# Goal
Your task is to extract the lines from the one holding "Could you spot the plate" through the end of the material. Set them down exactly and add nothing.
===
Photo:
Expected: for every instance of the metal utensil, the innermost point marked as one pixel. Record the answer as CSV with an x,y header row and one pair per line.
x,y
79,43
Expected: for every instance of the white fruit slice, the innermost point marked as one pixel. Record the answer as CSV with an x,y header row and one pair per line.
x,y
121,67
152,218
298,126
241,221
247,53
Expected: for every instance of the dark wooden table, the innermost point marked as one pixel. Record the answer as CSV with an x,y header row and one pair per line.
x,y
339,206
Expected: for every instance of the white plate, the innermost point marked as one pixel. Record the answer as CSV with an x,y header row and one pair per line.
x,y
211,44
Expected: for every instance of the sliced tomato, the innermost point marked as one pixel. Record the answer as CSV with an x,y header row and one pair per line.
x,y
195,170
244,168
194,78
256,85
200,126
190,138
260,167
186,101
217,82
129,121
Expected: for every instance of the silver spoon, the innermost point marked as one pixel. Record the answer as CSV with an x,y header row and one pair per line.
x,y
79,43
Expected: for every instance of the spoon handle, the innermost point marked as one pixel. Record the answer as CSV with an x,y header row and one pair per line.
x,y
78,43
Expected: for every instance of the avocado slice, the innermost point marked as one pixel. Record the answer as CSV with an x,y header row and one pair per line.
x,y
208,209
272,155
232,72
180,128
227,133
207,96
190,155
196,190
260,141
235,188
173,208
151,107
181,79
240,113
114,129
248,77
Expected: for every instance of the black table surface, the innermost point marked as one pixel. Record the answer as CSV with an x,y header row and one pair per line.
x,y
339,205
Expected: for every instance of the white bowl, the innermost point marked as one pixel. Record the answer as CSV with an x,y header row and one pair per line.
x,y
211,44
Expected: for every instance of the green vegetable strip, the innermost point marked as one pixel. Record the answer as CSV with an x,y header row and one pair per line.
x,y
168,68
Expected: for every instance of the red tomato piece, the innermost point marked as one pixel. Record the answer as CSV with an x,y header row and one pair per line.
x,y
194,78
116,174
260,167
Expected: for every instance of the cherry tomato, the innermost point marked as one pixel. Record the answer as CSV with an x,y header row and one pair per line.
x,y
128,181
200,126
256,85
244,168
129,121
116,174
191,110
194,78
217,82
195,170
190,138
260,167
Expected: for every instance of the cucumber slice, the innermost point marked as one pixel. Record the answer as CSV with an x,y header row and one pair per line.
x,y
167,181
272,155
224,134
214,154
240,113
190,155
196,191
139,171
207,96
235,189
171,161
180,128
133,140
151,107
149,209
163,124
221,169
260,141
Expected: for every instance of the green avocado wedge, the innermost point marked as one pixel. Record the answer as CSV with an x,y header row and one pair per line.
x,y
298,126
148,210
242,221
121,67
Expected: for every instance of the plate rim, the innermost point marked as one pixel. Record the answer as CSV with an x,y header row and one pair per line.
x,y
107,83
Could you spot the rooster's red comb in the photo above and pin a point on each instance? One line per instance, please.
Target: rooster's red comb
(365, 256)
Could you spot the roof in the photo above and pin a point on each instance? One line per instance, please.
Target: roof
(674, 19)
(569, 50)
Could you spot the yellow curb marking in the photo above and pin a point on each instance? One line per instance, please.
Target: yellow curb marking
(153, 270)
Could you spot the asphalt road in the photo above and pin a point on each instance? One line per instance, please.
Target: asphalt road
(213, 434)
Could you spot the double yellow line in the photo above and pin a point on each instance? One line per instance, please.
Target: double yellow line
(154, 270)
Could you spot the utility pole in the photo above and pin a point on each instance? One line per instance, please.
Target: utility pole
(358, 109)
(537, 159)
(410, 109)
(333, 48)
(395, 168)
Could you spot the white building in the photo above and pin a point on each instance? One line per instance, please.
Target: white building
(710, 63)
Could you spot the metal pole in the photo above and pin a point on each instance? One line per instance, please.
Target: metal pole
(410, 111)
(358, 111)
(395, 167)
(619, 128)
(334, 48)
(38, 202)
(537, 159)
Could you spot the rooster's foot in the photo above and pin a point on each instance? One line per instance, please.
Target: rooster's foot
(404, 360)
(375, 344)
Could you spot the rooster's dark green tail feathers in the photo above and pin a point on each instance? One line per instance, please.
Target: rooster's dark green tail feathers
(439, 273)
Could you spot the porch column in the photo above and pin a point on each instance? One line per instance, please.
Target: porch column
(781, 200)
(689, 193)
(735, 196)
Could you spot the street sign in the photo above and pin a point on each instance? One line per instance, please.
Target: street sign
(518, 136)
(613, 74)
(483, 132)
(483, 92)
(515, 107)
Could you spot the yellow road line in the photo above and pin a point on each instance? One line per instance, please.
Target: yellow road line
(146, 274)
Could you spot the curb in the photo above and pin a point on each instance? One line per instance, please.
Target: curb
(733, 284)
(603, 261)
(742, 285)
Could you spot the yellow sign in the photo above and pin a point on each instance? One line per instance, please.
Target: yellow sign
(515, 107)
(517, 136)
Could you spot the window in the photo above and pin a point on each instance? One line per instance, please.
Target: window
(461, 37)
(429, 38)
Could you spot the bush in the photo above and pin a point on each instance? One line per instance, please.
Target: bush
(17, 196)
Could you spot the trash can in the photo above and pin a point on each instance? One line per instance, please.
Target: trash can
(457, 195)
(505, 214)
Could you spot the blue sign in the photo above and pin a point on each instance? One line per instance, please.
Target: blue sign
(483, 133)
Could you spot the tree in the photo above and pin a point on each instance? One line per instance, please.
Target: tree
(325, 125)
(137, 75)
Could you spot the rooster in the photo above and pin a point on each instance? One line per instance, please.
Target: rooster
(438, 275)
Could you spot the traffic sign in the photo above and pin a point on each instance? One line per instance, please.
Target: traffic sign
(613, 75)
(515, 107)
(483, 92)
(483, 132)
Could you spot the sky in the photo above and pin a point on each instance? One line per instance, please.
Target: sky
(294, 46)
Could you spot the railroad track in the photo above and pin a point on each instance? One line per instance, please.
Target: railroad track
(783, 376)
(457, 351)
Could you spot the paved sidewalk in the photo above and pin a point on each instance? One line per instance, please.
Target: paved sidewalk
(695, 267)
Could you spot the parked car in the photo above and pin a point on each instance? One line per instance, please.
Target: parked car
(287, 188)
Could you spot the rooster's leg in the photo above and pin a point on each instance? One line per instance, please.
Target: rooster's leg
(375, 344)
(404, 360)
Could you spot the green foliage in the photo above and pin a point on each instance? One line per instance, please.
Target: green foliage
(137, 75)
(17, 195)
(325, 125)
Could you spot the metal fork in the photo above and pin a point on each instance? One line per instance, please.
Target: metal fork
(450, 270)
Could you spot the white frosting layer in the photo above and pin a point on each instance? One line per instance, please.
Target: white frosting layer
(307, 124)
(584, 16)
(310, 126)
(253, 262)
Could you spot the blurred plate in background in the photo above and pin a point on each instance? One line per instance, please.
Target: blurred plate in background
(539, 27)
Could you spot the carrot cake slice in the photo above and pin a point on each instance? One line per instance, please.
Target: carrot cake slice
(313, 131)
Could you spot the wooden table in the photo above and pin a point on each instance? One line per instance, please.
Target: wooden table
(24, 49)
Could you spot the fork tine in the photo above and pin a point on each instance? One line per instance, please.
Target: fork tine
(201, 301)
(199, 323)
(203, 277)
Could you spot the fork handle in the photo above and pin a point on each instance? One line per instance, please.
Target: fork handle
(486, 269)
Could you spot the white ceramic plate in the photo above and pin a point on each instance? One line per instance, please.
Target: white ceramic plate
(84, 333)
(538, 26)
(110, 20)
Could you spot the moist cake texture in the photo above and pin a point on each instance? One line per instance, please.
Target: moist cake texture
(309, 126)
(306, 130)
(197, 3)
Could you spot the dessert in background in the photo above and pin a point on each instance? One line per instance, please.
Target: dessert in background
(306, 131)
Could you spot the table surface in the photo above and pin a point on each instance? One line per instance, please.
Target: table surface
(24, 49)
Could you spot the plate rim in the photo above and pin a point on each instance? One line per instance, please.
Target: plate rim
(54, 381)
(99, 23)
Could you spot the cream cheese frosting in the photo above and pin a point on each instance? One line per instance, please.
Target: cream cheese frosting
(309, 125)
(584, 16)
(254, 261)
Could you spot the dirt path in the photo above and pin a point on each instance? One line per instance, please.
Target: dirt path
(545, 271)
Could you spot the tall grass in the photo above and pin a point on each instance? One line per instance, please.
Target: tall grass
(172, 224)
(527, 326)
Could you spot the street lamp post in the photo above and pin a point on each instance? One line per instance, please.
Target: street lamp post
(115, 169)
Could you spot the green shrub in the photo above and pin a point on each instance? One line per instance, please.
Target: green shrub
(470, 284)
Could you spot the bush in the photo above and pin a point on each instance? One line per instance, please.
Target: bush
===
# Written solution
Could you spot the plate rim in the photo above and pin a point on each instance? One line per instance, please.
Target: plate rim
(54, 381)
(99, 23)
Could you spot the cream cheese frosting in the photo above and pin a point on each instance? One line per instance, please.
Target: cream cheese frosting
(309, 125)
(584, 16)
(254, 261)
Could you spot the dirt path in the photo above and pin a point on each instance? One line per instance, please.
Target: dirt path
(545, 271)
Could you spot the tall grass in the photo above and pin a point on each instance? One line per instance, please.
Target: tall grass
(172, 224)
(527, 326)
Could you spot the street lamp post in the photo above and pin a point on each instance? One line per instance, please.
Target: street lamp post
(115, 169)
Could you spot the green shrub in the photo above and pin a point on each instance? One line per instance, please.
Target: green shrub
(470, 284)
Could you spot the bush in the photo above and pin a point on each instance? One line per instance, please.
Target: bush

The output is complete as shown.